■ GOAL
Print verbatim the lines of the entries from the one containing "Find the hovercraft hull" to the last, inclusive, and no others.

[Point-based annotation data]
***

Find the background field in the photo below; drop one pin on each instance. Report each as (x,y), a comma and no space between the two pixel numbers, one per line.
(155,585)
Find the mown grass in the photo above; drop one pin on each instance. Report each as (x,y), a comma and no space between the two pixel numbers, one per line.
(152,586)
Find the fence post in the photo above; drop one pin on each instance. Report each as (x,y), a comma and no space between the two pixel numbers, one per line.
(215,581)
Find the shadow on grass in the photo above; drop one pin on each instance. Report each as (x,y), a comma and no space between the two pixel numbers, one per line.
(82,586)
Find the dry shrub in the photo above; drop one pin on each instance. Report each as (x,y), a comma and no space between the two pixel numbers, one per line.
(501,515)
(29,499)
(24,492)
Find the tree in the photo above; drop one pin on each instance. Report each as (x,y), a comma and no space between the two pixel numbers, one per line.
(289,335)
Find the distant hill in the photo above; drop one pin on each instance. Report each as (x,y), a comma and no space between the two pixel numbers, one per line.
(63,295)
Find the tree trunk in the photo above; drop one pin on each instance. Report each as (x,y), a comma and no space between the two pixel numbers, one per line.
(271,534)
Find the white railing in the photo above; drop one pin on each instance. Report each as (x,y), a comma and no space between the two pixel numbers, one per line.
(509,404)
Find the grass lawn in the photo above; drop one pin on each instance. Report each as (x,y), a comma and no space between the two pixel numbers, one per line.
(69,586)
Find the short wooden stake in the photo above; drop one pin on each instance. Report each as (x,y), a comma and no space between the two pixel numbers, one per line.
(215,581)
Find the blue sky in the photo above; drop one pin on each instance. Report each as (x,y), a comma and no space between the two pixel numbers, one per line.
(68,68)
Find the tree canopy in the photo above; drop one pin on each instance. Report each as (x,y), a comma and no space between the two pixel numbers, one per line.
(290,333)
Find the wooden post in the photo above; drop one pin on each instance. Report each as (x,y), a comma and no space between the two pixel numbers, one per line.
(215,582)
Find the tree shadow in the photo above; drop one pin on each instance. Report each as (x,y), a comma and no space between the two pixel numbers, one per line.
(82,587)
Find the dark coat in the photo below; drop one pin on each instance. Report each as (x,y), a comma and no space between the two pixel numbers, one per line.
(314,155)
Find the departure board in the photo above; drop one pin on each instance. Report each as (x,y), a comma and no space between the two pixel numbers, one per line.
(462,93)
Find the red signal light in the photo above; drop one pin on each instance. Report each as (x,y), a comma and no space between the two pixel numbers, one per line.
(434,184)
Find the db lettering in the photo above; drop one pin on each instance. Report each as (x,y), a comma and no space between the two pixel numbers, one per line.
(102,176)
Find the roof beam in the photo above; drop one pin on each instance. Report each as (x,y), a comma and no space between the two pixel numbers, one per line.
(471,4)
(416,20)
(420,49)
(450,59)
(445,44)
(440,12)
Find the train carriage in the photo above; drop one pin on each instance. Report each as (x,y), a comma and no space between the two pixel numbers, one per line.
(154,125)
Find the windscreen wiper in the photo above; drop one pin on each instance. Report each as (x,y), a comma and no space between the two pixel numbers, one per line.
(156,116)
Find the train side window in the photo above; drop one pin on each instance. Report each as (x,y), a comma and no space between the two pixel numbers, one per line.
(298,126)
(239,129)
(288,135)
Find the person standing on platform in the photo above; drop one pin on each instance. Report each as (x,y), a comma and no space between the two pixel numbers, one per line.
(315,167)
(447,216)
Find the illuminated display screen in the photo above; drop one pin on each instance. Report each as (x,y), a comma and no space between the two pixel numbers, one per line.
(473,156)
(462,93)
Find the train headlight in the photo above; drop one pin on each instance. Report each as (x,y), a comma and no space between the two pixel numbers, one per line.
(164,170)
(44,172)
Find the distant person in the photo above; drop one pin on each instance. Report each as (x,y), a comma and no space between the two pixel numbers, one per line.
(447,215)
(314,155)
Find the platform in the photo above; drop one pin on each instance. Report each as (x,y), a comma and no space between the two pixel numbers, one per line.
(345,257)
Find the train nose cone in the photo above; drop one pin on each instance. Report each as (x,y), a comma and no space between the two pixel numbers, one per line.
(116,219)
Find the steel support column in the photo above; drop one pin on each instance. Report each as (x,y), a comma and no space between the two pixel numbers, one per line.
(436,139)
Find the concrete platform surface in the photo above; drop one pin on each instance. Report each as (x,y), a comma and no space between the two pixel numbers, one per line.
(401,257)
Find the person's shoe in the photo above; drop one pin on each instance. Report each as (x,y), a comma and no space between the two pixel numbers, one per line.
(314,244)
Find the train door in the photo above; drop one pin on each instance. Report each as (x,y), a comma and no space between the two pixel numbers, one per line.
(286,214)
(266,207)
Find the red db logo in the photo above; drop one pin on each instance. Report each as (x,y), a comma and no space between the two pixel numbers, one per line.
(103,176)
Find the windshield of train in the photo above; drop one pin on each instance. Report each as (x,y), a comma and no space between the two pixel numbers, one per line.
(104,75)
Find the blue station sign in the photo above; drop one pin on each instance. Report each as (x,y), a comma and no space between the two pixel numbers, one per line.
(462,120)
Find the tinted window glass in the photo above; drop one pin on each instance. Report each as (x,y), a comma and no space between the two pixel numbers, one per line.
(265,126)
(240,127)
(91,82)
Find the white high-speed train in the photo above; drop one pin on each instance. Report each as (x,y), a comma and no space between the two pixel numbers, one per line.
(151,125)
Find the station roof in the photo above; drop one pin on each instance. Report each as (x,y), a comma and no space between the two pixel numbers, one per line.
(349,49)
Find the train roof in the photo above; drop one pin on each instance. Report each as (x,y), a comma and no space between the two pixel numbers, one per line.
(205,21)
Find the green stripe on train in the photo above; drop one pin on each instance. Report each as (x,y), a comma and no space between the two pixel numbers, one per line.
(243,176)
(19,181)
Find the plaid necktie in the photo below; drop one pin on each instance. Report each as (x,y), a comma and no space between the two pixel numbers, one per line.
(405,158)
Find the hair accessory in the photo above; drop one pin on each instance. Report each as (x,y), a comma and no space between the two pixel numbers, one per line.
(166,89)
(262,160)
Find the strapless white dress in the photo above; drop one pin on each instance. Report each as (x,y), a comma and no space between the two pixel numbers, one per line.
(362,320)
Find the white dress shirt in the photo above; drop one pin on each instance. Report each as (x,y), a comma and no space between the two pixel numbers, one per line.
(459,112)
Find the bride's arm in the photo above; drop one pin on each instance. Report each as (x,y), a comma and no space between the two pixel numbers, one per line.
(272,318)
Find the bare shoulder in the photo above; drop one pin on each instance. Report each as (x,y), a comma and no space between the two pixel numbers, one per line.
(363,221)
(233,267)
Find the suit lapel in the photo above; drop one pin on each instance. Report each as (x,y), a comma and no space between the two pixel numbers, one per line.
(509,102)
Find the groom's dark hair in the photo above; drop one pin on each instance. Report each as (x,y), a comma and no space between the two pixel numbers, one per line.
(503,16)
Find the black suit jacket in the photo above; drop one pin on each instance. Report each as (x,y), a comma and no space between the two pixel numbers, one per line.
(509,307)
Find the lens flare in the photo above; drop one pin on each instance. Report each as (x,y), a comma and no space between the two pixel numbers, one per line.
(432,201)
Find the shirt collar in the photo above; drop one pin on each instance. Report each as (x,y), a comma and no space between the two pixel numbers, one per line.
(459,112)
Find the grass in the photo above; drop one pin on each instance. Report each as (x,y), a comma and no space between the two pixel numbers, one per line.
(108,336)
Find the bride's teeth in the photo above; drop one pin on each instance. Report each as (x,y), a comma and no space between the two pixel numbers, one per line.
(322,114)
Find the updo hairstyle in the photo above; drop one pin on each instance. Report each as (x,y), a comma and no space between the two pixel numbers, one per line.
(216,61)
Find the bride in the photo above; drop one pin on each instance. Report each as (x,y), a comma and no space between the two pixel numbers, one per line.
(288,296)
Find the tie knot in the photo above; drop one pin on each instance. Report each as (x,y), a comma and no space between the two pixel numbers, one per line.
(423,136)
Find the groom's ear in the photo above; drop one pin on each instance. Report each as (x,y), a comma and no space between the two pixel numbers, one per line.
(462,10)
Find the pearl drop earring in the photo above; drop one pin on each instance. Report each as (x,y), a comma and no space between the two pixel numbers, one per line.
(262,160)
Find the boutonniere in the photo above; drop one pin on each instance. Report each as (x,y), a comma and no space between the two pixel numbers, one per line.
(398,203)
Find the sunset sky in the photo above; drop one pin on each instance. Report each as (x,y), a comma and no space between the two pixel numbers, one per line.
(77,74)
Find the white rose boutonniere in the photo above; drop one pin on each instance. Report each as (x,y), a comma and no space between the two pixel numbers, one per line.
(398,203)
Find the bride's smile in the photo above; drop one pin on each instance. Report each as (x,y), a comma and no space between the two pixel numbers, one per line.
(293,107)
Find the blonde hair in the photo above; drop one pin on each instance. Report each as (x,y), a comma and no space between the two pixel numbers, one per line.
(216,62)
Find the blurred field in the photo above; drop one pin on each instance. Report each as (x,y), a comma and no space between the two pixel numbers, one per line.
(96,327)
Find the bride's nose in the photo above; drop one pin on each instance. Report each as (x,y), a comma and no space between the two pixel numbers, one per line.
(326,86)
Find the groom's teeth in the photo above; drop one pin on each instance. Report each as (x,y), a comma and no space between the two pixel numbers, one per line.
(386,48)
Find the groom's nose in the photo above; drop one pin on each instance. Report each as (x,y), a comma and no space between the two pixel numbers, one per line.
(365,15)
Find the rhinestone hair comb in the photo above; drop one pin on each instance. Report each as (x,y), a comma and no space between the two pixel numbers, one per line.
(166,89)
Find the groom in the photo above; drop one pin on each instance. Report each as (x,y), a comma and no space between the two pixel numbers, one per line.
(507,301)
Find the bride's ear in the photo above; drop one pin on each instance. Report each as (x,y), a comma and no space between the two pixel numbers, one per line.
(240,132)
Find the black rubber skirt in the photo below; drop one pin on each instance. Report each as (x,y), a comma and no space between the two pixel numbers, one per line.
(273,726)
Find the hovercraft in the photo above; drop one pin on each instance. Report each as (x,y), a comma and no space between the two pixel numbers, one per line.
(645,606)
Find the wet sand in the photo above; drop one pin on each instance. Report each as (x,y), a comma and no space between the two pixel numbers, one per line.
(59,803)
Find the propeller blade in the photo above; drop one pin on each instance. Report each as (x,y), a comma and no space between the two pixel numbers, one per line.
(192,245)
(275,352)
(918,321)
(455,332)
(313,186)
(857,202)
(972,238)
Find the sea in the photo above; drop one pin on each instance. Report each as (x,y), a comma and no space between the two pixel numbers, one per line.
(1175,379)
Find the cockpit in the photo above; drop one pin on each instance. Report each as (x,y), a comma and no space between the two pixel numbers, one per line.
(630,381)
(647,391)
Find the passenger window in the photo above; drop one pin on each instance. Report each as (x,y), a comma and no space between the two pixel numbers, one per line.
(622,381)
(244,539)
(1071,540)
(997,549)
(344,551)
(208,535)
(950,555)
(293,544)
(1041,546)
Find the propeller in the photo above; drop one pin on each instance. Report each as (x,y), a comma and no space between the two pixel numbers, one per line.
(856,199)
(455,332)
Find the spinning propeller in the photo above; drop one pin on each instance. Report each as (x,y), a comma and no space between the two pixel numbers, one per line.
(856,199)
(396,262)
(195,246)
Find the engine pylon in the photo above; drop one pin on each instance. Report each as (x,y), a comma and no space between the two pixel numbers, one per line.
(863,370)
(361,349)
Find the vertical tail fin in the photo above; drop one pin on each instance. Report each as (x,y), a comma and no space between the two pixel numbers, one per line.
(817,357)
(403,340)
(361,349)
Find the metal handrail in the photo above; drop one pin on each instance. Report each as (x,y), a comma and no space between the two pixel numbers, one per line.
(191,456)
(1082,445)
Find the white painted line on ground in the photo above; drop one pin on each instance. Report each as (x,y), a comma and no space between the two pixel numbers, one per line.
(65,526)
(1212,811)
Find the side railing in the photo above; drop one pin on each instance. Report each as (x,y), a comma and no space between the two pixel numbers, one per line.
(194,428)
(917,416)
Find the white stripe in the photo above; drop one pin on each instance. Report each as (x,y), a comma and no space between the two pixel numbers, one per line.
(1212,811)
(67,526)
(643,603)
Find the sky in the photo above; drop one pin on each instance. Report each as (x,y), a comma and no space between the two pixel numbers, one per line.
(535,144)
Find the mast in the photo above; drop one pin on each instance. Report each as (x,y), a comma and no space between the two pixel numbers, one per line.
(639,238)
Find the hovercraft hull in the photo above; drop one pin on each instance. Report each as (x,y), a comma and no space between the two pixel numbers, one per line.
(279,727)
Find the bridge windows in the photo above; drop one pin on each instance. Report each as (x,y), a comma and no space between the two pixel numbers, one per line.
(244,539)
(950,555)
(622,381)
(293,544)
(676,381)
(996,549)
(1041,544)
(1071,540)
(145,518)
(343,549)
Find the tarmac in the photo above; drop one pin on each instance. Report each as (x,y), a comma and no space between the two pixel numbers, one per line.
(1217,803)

***

■ SOLVED PROBLEM
Find the hovercraft hull in the photo above; drop one pin on each instance. Report each as (x,y), a comma and no space between the two pixel numbers, one per line.
(279,727)
Find the bridge windows in the photo above; drop one pin on each instance. Report each as (x,y), a comma and no space between the two pixel numbers, one per line.
(244,539)
(950,555)
(622,381)
(293,544)
(676,381)
(996,549)
(1041,544)
(1071,540)
(145,518)
(343,549)
Find the tarmac in the photo above; drop one pin on each instance. Report each as (x,y), a comma and no space between the two pixel numbers, one per line.
(1217,803)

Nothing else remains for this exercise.